> _What you should do_
Repeat word for word the line with "the red roof in" and every line after it until the records below run out.

> _Input rows_

*****

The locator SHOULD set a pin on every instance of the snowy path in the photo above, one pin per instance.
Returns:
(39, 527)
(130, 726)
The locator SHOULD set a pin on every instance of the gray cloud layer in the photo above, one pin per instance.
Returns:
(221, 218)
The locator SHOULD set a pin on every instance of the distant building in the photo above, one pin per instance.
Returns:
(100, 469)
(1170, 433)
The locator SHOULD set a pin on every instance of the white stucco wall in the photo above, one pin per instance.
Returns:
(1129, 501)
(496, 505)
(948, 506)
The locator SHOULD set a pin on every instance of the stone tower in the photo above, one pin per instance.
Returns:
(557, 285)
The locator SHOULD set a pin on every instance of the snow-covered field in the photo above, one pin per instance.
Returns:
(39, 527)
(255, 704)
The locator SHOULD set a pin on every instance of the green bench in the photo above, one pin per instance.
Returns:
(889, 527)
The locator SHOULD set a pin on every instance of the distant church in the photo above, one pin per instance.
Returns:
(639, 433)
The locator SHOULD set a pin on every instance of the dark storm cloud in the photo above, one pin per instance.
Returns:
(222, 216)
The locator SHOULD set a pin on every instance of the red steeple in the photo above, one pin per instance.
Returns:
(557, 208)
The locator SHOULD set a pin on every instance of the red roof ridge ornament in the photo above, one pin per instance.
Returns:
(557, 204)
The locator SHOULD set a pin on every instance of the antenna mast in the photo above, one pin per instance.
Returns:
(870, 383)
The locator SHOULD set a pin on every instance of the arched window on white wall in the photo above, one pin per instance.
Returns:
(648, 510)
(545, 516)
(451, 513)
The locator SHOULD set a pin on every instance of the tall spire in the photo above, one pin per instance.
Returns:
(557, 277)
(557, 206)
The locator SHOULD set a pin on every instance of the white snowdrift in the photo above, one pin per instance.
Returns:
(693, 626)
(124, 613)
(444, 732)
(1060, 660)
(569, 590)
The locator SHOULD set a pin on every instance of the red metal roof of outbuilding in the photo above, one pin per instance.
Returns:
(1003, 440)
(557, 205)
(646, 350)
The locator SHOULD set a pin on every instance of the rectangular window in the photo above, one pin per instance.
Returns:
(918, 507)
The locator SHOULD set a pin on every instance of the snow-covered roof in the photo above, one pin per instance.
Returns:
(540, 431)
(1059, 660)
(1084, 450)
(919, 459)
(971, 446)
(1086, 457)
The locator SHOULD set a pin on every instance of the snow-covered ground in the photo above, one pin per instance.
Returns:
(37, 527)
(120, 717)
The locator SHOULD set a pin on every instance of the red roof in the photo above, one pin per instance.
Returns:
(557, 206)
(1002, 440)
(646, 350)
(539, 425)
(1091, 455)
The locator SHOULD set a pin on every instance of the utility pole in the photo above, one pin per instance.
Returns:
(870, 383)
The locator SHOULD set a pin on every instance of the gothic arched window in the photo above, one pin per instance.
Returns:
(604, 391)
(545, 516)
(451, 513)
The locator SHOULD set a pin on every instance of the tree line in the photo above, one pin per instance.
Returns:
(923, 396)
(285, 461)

*****

> _Output of the exercise_
The locator SHOULD set a pin on every instance of the red roof in the photo above, one pin per instance.
Returns:
(557, 206)
(1002, 440)
(646, 350)
(539, 425)
(1091, 455)
The locator SHOULD set a pin on every instance of the utility pole in the photo above, one pin per instance.
Returns:
(870, 383)
The locator SHOULD set a pin on every instance of the gothic arched window in the photo above, one pin per instance.
Returns:
(604, 391)
(545, 516)
(451, 513)
The locator SHOULD set a pin on every instance of the tree line in the photo above, one pin per instance.
Returns:
(923, 396)
(285, 461)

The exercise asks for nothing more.